Un entretien téléphonique informel entre AM Valli, et Giuseppe Rusconi (accrédité à la Salle de presse et qui suit à la première personne les travaux du Synode): il y est question de son intervention qui a contraint les pères synodaux à se pencher sur le fait crû de l’infanticide pratiqué par des tribus amazoniennes; de la pensée unique (ou la dictature intellectuelle de la gauche) dans l’Eglise; des cérémonies sacrilèges en ouverture du synode et du conformisme-carriérisme dans l’Eglise et dans les médias…


Le prochain synode, faisons-le directement au siège de l’ONU

Aldo Maria Valli
11 octobre 2019
Ma traduction

Ciao, Giuseppe. Avec ta question sur les infanticides amazoniens, lors de la conférence de presse du 8 octobre au Vatican, tu as envoyé le cardinal jésuite Pedro Barreto dans les cordes. Bravo. Un coup digne du meilleur Cassius Clay. Quelle était ton impression à la fin du match… oups, désolé… je voulais dire de la conférence de presse ?

Il est au moins curieux que le cardinal Barreto, vice-président du réseau ecclésial panamazonien, dise qu’il n’a jamais entendu parler de l’infanticide persistant chez certaines tribus indiennes. C’est un problème qui n’existe pas seulement au Brésil amazonien, mais qui est aussi connu par exemple sur le plateau bolivien. En outre, au Brésil, le Parlement en discute depuis plusieurs années et un projet de loi visant à interdire l’infanticide autochtone a déjà été approuvé en 2015 par la Chambre des députés. Il est maintenant au Sénat. Le Cardinal Barreto m’a vigoureusement invité à apporter les preuves documentées de mes affirmations. Mais il me semble déjà clair que si un parlement discute d’un projet de loi visant à abolir l’infanticide autochtone, cela signifie que l’infanticide autochtone existe. Pas besoin d’aller à l’université pour le comprendre. En ce qui concerne la réponse que Barreto – qui est aussi co-président du Synode panamazonien – a donnée au sujet de la publication sur un site web lié à la Conférence épiscopale brésilienne (le Conseil missionnaire autochtone, CIMI) du texte d’une audition sur le thème de l’anthropologue Rita Laura Segato, je dois dire qu’il a raison: il ne peut y avoir dans l’Église de place pour de telles assertions. Mais bien que Barreto ait nié que cela ait pu arriver, je dois confirmer que, malheureusement pour lui (et pour l’Église brésilienne), le texte du Segato était sur le site du CIMI (hier il a disparu et aujourd’hui il réapparaît…).

En général, quelle idée t’es-tu faite de ce synode amazonien? Où veulent-ils en venir?

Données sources

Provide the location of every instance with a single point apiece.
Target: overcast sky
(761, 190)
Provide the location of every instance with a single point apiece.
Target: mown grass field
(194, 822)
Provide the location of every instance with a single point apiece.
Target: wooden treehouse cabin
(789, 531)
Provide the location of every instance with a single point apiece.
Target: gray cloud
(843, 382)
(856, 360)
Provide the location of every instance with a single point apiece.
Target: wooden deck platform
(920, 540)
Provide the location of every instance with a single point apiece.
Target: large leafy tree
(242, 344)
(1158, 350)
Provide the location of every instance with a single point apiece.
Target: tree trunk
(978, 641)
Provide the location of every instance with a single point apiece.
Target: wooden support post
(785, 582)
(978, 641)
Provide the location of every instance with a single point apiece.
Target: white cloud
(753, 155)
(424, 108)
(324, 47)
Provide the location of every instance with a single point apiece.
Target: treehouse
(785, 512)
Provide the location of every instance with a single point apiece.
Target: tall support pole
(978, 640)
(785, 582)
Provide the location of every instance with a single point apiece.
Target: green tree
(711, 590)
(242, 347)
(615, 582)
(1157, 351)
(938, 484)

Objectif visé. Donnez la suite de l'entretien sur le synode amazonien, en commençant juste après la dernière phrase du passage proposé.

Réponse attendue.
Pour dire la vérité (et je l’ai aussi dit hier au Cardinal Lorenzo Baldisseri, rencontré par hasard alors que j’allais prendre le tramway), je crains que le Synode ne soit en substance très similaire à une rencontre mondiale promue par une agence de l’ONU. A tel point que j’ai proposé que le cardinal l’organise la prochaine fois directement à New York ou à Genève, invitant aussi la nouvelle « sainte » Greta Thurnberg, avec tous les participants d’outre-océan se déplaçant en bateau à voile. Baldisseri – diplomate de carrière, même spirituel, pianiste de talent, aujourd’hui en qualité de pompier avec bouche d’incendie incorporée – sait écouter, mais il a naturellement insisté sur le fait que les synodes doivent se tenir à Rome, symbole d’unité ecclésiale. Cependant, on ne peut nier que le document de travail de base du Synode panamazonien est un texte qui semble avoir été accouché d’une part par la Section du réchauffement climatique de l’ONU, d’autre part par des cercles ecclésiaux qui postulent une Église archipel avec de nombreuses îles ayant leur propre visage. En ce qui concerne ce dernier point, on ne peut que constater que dans le Synode (déjà au niveau de l’inspiration) la présence allemande est significative: c’est l’Eglise d’Allemagne qui soutient financièrement le service missionnaire amazonien. Et parmi les Brésiliens, ceux d’origine allemande sont en première ligne dans la défense d’une « Eglise à visage amazonien ». Les Allemands préparent aussi leur Synode: le Synode amazonien est donc aussi un Synode test pour le succès de leurs idées fondamentalement anti-romaines.

Toi aussi, tu as dû suivre la cérémonie déconcertante du 4 octobre dans les jardins du Vatican. Puisque tu es un habitué des monsignori de la curie et des cardinaux, je te pose la question: se peut-il que personne ne s’y soit opposé? Ou qu’au moins, après la cérémonie, personne n’ait ressenti le besoin de prendre ses distances ?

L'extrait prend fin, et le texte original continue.